PAGE EXCERPT
──────────
After about an hour or less (and having gone through the basic setup), you should see your new Windows 7 desktop. First things first: install the drivers you downloaded earlier. Install all of them one right after the other, then reboot (a lot of them will require reboots, and there is no need to do it more than once...so just wait til the end).

Next, install all your programs you want to use. NOTE: There a plenty of programs made for XP that still work in Windows 7 (Microsoft Money 2006 is a confirmed success, for example). However, you may encounter programs that will not work correctly in Windows 7 like they did in XP. This calls for "Compatibility Mode" which works the majority of the time. And if worse comes to worse, you can install and use XP Mode assuming you have an edition higher than Home Premium (Pro and Ultimate are the only ones that can run XP mode) and a processor than has "Hardware Assisted Virtualization".
──────────
MATERIAL PROVIDED
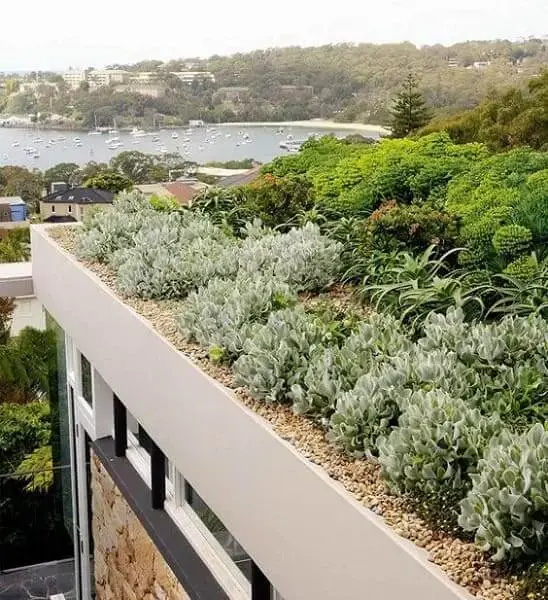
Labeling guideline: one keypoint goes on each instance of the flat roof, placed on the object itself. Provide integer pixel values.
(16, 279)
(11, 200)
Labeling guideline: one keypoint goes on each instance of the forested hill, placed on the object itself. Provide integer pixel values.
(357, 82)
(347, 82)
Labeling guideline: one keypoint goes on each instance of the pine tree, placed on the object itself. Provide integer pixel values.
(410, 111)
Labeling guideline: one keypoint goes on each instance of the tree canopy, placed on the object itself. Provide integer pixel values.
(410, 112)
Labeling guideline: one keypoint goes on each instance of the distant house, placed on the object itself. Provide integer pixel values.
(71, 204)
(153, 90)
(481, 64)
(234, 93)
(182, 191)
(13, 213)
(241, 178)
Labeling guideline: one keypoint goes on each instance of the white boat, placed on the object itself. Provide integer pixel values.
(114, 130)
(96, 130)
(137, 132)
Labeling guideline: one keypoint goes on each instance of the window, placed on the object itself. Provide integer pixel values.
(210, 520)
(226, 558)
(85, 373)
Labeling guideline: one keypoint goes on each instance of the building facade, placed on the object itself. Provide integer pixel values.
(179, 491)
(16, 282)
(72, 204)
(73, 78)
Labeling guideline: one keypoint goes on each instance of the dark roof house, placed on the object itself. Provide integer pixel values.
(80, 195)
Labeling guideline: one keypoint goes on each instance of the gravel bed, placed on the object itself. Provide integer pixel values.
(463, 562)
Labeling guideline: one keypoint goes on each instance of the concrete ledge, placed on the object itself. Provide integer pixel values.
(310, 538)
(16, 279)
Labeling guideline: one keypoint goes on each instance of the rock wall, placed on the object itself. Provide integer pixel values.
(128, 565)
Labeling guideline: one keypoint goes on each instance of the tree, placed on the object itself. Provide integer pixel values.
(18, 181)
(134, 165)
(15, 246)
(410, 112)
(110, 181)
──────────
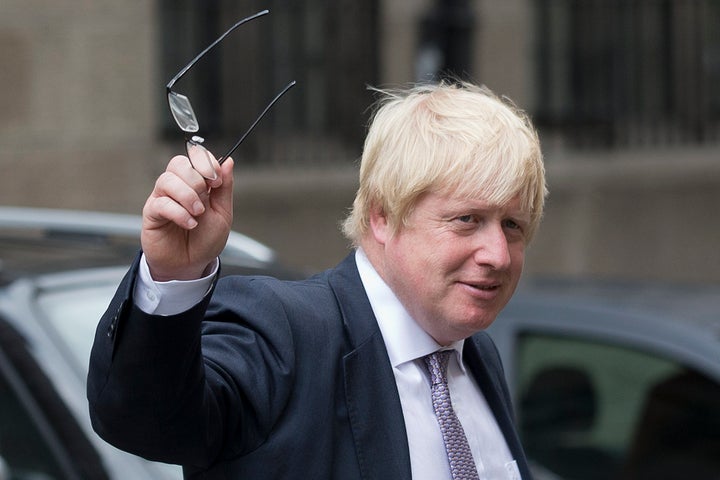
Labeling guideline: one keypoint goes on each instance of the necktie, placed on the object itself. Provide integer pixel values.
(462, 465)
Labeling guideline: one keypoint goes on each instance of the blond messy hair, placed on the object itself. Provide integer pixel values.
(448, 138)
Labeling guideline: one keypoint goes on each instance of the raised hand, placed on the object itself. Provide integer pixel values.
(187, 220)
──────────
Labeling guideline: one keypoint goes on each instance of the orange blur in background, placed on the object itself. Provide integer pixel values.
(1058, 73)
──────────
WORK INSTRUCTIONS
1) Check each statement against the Windows 7 setup guide and answer yes or no, quoting the words from the guide that decide it. (a) Each driver should be followed by its own reboot before the next one is installed. (b) Microsoft Money 2006 is confirmed to work in Windows 7. (c) The Home Premium edition can run XP Mode.
2) Turn the paragraph of the Windows 7 setup guide that begins "Next, install all your programs" into a short bulleted list that keeps its main facts.
3) Resume the Windows 7 setup guide from the point where it stops.
The listing is not needed for this work.

RESPONSES FOR EACH TASK
1)
(a) No: "Install all of them one right after the other, then reboot"
(b) Yes: "Microsoft Money 2006 is a confirmed success"
(c) No: "Pro and Ultimate are the only ones that can run XP mode"

2)
- Install all the programs you want to use.
- Many programs made for XP still work in Windows 7, such as Microsoft Money 2006.
- Some programs may not work correctly in Windows 7 as they did in XP.
- For those programs, "Compatibility Mode" works most of the time.
- If that fails, use XP Mode. It requires an edition above Home Premium (only Pro and Ultimate run it) and a processor with "Hardware Assisted Virtualization".

3)
I know this seems like a lot, but I just wanted to let you know what you are getting into. Windows 7 is an excellent operating system, and is very much worth your time. Not to say, that is, that you will not have problems (every OS has problems). But you can get them sorted out and enjoy Windows 7 like we all do. There are the sticklers out there that will use XP until their dying day, and they are missing out, in my opinion. And then there are people like you who need some convincing. If you want to live with the old, out-of-date XP, there is nobody to stop you. But if you want to experience the latest and greatest of Windows 7, you have a lot to gain and nothing to lose (beside the occasional game or program that gives you grief, but I addressed that earlier).

Everybody will have their own opinion about Windows 7, and not all of them are positive. There will always be the complainers. I personally love it, and wouldn't go back to XP or Vista if you payed me. It's just that good. :huh:

Sorry for the long post, but I thought it needed to be said.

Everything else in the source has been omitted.